=== QUOTED PASSAGE ===
— begin —

Tuning ZSTD Compression for GeoParquet Archives

Default ZSTD configurations applied to GeoParquet archives routinely produce suboptimal cold storage ratios and elevated decompression latency. The root cause is a mismatch between generic columnar compression defaults and the statistical distribution of coordinate arrays, CRS metadata, and high-cardinality GIS attributes. This document provides exact configuration steps, validation thresholds, and operational troubleshooting for data engineers, GIS archivists, cloud architects, and compliance teams managing spatial archival pipelines.

Tuning Workflow

GeoParquet ZSTD tuning proceeds from a baseline measurement to a benchmarked write:

flowchart LR
  A["Baseline profile"] --> B["Align row groups"]
  B --> C["Set compression_level = 9"]
  C --> D["Disable dict on geometry / CRS"]
  D --> E["Benchmark ratio + latency"]

Baseline Profiling & Target Metrics

Before modifying compression parameters, establish dataset-specific baselines. Run pyarrow.parquet.read_metadata() to extract row group counts, column cardinality, and existing compression codecs. Target the following operational thresholds for cold storage:

  • Compression ratio ≥ 3.5:1 for geometry columns
  • Decompression latency ≤ 120 ms per 100 MB row group on standard cloud VM instances (e.g., c6i.large / t3.medium)

— end —

=== STATED EXERCISE ===
Transcribe the passage of the text on ZSTD tuning for GeoParquet from "Tuning ZSTD Compression" up to and including "spatial archival pipelines.". The listing has no connection to the text about tuning ZSTD compression for GeoParquet archives.

=== MATERIAL SHOWN ===

— begin —

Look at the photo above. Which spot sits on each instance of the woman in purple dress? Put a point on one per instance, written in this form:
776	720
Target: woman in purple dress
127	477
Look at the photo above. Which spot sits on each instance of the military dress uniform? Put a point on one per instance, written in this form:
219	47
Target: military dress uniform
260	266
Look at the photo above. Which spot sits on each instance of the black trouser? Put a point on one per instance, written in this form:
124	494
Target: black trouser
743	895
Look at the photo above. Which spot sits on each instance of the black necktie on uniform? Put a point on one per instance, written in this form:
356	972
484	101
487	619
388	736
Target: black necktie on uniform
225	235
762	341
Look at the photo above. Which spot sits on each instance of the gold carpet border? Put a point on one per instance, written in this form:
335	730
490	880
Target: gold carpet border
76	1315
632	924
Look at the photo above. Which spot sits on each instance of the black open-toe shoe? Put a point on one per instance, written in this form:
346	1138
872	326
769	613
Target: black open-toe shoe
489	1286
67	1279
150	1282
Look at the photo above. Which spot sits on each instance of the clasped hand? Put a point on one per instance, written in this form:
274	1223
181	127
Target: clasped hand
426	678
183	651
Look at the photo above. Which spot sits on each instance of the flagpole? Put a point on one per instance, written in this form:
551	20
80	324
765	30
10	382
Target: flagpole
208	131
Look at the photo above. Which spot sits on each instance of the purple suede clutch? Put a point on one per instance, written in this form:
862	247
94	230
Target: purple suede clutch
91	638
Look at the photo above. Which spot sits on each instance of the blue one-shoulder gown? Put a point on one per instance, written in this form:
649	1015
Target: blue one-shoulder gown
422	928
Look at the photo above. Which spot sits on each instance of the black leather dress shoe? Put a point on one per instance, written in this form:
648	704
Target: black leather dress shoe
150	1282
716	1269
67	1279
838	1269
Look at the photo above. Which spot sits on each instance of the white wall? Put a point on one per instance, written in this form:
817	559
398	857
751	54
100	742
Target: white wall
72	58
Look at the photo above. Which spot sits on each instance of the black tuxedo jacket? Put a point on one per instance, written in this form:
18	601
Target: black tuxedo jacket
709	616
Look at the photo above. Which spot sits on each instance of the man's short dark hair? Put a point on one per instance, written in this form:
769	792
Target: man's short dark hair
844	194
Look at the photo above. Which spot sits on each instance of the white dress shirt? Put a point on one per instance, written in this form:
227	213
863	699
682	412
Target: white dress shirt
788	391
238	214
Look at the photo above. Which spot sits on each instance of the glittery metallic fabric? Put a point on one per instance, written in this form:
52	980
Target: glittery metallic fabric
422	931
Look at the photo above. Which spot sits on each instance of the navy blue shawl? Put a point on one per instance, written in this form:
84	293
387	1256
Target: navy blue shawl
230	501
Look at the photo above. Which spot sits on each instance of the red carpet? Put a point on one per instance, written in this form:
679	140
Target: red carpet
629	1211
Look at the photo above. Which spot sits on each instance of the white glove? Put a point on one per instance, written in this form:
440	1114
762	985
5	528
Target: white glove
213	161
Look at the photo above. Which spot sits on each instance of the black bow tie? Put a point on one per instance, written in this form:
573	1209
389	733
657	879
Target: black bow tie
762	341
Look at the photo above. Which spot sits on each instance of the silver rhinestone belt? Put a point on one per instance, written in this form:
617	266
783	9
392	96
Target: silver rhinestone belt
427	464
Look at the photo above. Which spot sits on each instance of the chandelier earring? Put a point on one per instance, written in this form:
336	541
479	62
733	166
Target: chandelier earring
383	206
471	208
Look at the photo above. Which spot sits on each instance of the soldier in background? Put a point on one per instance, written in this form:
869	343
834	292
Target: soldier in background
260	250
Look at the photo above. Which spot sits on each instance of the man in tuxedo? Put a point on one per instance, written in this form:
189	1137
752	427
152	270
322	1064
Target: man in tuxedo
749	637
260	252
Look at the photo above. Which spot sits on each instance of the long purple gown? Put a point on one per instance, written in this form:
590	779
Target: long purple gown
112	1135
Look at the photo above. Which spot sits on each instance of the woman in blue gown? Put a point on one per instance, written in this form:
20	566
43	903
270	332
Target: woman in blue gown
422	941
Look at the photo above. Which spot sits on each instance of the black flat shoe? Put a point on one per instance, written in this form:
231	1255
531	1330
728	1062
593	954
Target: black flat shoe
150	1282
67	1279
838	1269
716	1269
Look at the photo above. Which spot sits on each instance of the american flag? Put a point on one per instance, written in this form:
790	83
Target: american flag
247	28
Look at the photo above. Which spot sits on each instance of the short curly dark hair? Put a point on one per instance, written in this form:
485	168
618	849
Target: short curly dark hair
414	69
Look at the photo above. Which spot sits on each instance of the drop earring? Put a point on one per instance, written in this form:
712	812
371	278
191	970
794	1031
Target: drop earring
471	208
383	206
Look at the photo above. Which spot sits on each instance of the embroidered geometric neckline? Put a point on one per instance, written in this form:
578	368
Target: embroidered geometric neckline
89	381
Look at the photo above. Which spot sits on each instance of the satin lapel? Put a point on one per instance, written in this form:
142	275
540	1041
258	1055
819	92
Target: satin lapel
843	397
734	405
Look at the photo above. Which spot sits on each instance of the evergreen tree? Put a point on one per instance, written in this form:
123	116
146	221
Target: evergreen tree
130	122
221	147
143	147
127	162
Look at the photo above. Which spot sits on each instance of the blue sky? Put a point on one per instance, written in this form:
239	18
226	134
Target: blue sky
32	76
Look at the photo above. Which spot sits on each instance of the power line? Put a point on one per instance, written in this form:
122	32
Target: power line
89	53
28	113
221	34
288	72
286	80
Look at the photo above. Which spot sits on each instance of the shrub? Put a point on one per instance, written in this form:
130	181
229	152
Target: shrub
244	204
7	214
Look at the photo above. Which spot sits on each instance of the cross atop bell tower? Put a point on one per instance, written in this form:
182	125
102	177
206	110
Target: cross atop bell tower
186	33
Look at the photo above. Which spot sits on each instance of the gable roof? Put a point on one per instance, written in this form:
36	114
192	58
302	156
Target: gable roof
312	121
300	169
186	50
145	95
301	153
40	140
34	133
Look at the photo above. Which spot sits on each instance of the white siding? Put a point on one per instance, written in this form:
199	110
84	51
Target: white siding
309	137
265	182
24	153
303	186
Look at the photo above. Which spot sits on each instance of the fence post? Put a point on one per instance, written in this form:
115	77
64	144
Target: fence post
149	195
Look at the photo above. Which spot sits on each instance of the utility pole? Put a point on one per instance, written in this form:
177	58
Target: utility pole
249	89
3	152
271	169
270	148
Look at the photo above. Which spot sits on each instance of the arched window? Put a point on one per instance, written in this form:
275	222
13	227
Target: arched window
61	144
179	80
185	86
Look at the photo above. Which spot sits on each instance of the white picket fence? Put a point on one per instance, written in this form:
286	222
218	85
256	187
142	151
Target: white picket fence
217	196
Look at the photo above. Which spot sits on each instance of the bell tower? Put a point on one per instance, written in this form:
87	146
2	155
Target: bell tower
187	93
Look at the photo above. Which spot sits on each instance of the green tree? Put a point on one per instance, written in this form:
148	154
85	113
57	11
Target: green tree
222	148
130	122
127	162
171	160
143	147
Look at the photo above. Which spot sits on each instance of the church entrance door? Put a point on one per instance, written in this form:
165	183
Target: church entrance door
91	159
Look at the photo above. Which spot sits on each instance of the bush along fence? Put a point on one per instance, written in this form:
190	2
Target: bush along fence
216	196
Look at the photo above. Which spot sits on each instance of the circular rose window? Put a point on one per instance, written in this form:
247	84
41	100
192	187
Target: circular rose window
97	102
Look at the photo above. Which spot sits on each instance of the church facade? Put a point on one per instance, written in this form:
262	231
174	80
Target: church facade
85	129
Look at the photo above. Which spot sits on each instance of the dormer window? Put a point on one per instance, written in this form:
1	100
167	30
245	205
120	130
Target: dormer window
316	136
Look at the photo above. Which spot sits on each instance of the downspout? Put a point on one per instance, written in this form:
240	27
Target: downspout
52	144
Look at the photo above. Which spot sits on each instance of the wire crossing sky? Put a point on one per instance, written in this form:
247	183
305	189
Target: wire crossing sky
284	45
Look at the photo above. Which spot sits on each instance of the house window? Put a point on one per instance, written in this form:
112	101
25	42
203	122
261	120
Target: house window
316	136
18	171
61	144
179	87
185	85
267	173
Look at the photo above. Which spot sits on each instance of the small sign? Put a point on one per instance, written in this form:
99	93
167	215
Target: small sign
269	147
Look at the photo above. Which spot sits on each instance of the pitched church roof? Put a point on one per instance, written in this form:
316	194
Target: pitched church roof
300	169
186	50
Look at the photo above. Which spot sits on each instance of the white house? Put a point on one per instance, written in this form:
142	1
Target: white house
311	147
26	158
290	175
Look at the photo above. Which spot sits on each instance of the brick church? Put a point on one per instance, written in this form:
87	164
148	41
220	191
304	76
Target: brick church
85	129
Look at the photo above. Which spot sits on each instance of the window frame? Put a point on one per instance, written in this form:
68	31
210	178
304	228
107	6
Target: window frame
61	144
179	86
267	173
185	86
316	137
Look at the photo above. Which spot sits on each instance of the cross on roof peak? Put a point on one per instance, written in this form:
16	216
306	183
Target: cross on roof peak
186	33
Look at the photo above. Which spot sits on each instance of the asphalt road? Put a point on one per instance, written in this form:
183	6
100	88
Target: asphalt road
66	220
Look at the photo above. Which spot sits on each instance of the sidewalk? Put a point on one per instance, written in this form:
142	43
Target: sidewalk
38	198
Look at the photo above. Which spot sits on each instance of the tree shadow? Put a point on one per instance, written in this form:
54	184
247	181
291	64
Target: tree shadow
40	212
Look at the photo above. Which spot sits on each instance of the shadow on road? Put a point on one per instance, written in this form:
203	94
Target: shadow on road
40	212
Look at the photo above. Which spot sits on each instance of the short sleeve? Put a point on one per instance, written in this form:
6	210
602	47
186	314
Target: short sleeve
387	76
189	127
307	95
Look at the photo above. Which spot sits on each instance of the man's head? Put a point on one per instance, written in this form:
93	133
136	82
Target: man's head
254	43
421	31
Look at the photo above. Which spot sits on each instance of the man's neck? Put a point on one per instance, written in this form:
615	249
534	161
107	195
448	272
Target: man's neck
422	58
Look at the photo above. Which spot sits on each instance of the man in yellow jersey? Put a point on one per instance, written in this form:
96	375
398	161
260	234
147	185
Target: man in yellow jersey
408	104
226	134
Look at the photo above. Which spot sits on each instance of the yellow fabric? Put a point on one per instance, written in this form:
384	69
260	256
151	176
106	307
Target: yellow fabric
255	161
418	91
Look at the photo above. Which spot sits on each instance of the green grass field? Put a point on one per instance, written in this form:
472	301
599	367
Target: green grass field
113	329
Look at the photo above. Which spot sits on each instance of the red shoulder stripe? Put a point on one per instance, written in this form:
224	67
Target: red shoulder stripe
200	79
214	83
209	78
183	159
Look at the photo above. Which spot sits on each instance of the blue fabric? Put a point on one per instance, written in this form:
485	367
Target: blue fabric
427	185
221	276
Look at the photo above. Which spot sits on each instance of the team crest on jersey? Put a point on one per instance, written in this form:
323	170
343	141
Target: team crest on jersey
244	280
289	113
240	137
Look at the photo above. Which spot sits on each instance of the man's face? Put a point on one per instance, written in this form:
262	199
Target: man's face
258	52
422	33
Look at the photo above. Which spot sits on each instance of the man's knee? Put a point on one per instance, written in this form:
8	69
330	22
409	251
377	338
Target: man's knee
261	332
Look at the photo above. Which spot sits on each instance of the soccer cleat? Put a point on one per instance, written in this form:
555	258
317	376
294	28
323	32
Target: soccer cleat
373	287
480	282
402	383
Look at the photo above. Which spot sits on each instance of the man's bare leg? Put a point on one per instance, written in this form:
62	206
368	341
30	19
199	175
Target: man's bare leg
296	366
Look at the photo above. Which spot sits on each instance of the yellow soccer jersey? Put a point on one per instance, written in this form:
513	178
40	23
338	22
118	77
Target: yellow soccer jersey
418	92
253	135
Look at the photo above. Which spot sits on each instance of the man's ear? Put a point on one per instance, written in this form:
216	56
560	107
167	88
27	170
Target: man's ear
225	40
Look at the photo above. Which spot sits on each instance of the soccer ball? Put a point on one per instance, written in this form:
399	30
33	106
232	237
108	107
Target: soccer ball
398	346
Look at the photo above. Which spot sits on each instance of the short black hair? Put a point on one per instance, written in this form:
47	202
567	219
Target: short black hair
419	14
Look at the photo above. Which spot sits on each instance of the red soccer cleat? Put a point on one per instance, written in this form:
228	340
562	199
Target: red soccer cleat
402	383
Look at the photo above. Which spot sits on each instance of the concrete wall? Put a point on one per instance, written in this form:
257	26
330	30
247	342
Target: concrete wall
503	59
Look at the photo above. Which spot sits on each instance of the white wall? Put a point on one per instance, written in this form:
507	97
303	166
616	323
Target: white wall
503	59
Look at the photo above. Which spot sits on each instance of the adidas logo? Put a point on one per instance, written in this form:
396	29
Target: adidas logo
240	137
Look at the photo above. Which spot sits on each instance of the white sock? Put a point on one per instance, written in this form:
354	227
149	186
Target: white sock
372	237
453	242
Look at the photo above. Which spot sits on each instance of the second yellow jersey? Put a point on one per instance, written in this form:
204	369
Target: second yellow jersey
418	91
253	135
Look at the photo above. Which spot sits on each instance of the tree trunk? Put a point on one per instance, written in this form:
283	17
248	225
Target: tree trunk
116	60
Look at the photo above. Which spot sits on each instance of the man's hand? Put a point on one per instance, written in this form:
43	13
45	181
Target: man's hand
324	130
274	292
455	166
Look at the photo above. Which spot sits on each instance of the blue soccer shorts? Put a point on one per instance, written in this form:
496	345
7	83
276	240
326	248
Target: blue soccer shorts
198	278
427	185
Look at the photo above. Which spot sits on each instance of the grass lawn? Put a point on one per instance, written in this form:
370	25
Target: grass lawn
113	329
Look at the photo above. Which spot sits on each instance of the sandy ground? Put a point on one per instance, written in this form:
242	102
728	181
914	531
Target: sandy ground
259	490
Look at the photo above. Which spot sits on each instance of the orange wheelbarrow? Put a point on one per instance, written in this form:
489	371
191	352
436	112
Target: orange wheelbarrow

— end —

=== TASK RESULT ===
Tuning ZSTD Compression for GeoParquet Archives

Default ZSTD configurations applied to GeoParquet archives routinely produce suboptimal cold storage ratios and elevated decompression latency. The root cause is a mismatch between generic columnar compression defaults and the statistical distribution of coordinate arrays, CRS metadata, and high-cardinality GIS attributes. This document provides exact configuration steps, validation thresholds, and operational troubleshooting for data engineers, GIS archivists, cloud architects, and compliance teams managing spatial archival pipelines.